• Written request:
Print all of the entries exactly, minus the pictures.

• Available data:
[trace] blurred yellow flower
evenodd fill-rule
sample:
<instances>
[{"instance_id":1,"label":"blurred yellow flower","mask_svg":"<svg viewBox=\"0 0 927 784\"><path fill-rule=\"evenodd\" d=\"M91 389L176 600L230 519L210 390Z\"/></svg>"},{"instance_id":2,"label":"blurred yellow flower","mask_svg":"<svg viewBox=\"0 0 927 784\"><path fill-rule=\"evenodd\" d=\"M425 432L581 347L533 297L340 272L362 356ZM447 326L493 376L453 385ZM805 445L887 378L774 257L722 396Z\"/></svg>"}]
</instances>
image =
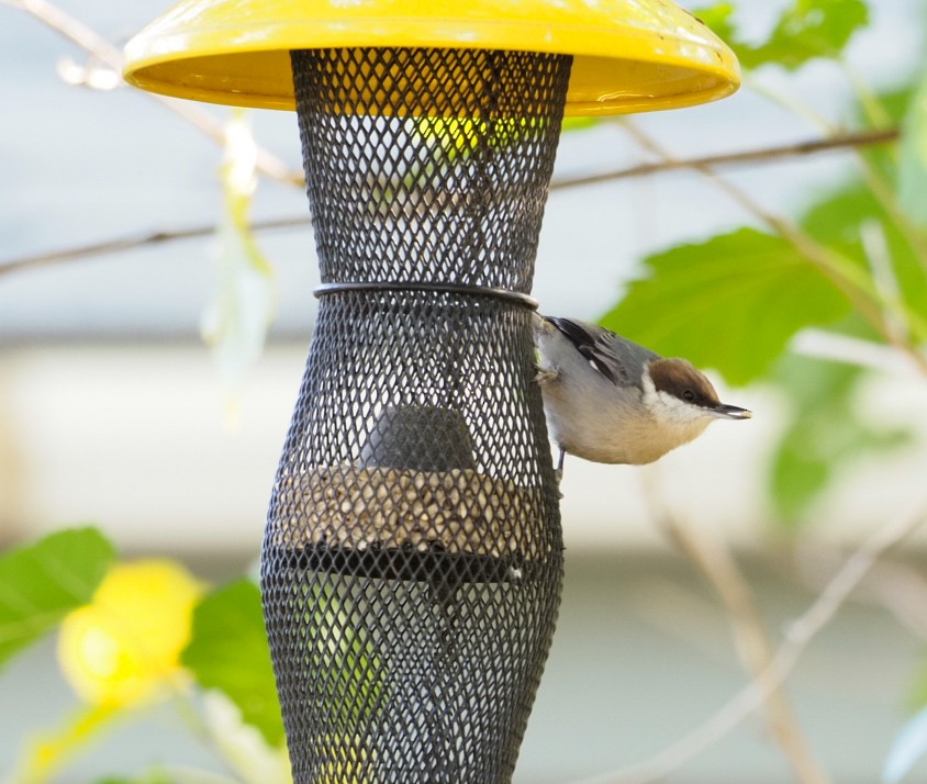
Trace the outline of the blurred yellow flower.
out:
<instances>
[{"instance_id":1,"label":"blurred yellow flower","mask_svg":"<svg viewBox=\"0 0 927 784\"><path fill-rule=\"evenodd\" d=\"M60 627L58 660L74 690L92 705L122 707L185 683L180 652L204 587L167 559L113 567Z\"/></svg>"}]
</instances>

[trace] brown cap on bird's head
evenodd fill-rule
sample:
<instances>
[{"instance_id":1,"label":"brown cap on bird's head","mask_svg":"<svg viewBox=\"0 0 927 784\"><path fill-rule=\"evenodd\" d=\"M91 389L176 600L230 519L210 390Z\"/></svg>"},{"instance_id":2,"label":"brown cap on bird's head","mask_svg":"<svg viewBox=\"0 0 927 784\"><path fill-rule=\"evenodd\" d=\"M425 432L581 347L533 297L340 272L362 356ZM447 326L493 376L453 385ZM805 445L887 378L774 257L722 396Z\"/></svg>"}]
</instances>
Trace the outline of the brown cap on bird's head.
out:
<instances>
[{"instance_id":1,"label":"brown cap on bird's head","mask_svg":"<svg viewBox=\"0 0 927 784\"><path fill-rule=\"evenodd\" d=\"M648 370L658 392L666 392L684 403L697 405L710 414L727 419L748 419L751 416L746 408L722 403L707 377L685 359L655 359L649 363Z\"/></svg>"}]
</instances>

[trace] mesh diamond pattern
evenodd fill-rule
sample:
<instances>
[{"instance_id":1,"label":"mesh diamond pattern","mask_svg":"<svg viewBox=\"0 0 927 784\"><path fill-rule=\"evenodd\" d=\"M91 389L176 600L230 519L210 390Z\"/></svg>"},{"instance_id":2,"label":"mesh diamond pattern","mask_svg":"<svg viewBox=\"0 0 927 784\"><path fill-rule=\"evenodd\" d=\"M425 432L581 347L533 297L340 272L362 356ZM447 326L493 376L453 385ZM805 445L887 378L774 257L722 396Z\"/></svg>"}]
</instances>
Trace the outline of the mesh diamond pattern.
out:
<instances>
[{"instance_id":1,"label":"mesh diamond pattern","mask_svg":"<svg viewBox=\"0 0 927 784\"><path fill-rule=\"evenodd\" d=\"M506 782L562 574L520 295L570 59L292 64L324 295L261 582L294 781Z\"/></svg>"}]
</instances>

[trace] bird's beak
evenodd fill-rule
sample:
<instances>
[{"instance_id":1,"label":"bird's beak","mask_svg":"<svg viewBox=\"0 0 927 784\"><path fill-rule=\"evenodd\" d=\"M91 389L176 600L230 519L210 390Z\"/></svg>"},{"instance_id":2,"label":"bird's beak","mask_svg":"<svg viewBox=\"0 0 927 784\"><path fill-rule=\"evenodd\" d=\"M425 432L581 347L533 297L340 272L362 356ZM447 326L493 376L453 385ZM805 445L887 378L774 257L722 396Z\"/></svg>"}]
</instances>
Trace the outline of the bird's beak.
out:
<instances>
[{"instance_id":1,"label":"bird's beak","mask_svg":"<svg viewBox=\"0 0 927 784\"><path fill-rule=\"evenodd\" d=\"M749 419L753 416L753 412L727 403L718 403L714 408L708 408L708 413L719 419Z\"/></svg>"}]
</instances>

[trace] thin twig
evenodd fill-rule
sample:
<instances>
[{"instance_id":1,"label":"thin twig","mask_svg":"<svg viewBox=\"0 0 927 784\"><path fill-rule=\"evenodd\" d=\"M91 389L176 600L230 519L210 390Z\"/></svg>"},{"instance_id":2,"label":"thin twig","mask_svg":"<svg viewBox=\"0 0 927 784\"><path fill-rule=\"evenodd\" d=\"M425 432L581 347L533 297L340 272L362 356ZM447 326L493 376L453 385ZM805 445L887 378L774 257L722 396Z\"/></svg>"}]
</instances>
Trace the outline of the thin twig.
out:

• Expected output:
[trace] blurred yellow flower
evenodd fill-rule
sample:
<instances>
[{"instance_id":1,"label":"blurred yellow flower","mask_svg":"<svg viewBox=\"0 0 927 784\"><path fill-rule=\"evenodd\" d=\"M91 389L176 600L230 519L210 390Z\"/></svg>"},{"instance_id":2,"label":"blurred yellow flower","mask_svg":"<svg viewBox=\"0 0 927 784\"><path fill-rule=\"evenodd\" d=\"M425 432L581 347L533 297L340 272L362 356ZM447 326L493 376L453 385ZM805 445L887 378L774 257L722 396Z\"/></svg>"}]
</instances>
image =
Trace the outline of the blurred yellow flower.
out:
<instances>
[{"instance_id":1,"label":"blurred yellow flower","mask_svg":"<svg viewBox=\"0 0 927 784\"><path fill-rule=\"evenodd\" d=\"M60 627L58 660L74 690L92 705L122 707L185 683L180 652L204 587L167 559L113 567Z\"/></svg>"}]
</instances>

[trace] brown cap on bird's head
evenodd fill-rule
sample:
<instances>
[{"instance_id":1,"label":"brown cap on bird's head","mask_svg":"<svg viewBox=\"0 0 927 784\"><path fill-rule=\"evenodd\" d=\"M91 389L176 600L230 519L210 390Z\"/></svg>"},{"instance_id":2,"label":"brown cap on bird's head","mask_svg":"<svg viewBox=\"0 0 927 784\"><path fill-rule=\"evenodd\" d=\"M425 432L581 347L533 297L340 272L362 356ZM447 326L493 376L453 385ZM805 445L887 378L774 257L722 396Z\"/></svg>"}]
</instances>
Trace the outline of the brown cap on bird's head.
out:
<instances>
[{"instance_id":1,"label":"brown cap on bird's head","mask_svg":"<svg viewBox=\"0 0 927 784\"><path fill-rule=\"evenodd\" d=\"M648 370L658 392L666 392L684 403L697 405L710 414L727 419L748 419L751 416L746 408L722 403L707 377L685 359L655 359L649 363Z\"/></svg>"}]
</instances>

[trace] mesh diamond pattern
evenodd fill-rule
sample:
<instances>
[{"instance_id":1,"label":"mesh diamond pattern","mask_svg":"<svg viewBox=\"0 0 927 784\"><path fill-rule=\"evenodd\" d=\"M91 389L176 600L230 519L210 390Z\"/></svg>"},{"instance_id":2,"label":"mesh diamond pattern","mask_svg":"<svg viewBox=\"0 0 927 784\"><path fill-rule=\"evenodd\" d=\"M425 432L581 347L533 297L340 272L362 356ZM447 326L493 376L453 385ZM805 445L887 378L774 257L722 396Z\"/></svg>"}]
</instances>
Trace the outline of the mesh diamond pattern.
out:
<instances>
[{"instance_id":1,"label":"mesh diamond pattern","mask_svg":"<svg viewBox=\"0 0 927 784\"><path fill-rule=\"evenodd\" d=\"M506 782L562 574L520 295L570 59L292 64L324 295L261 582L294 781Z\"/></svg>"}]
</instances>

[trace] bird's beak
evenodd fill-rule
sample:
<instances>
[{"instance_id":1,"label":"bird's beak","mask_svg":"<svg viewBox=\"0 0 927 784\"><path fill-rule=\"evenodd\" d=\"M91 389L176 600L230 519L210 390Z\"/></svg>"},{"instance_id":2,"label":"bird's beak","mask_svg":"<svg viewBox=\"0 0 927 784\"><path fill-rule=\"evenodd\" d=\"M425 432L581 347L533 297L340 272L362 356ZM447 326L493 376L453 385ZM805 445L887 378L774 257L722 396Z\"/></svg>"}]
</instances>
Trace the outline of the bird's beak.
out:
<instances>
[{"instance_id":1,"label":"bird's beak","mask_svg":"<svg viewBox=\"0 0 927 784\"><path fill-rule=\"evenodd\" d=\"M749 419L753 416L753 412L727 403L718 403L714 408L708 408L708 413L719 419Z\"/></svg>"}]
</instances>

[trace] thin twig
evenodd fill-rule
sample:
<instances>
[{"instance_id":1,"label":"thin twig","mask_svg":"<svg viewBox=\"0 0 927 784\"><path fill-rule=\"evenodd\" d=\"M91 389L176 600L230 519L210 390Z\"/></svg>"},{"instance_id":2,"label":"thin twig","mask_svg":"<svg viewBox=\"0 0 927 784\"><path fill-rule=\"evenodd\" d=\"M425 432L581 347L533 297L340 272L362 356ZM447 326L493 376L453 385ZM805 445L887 378L774 257L722 396Z\"/></svg>"}]
</instances>
Trace the outline of the thin twig.
out:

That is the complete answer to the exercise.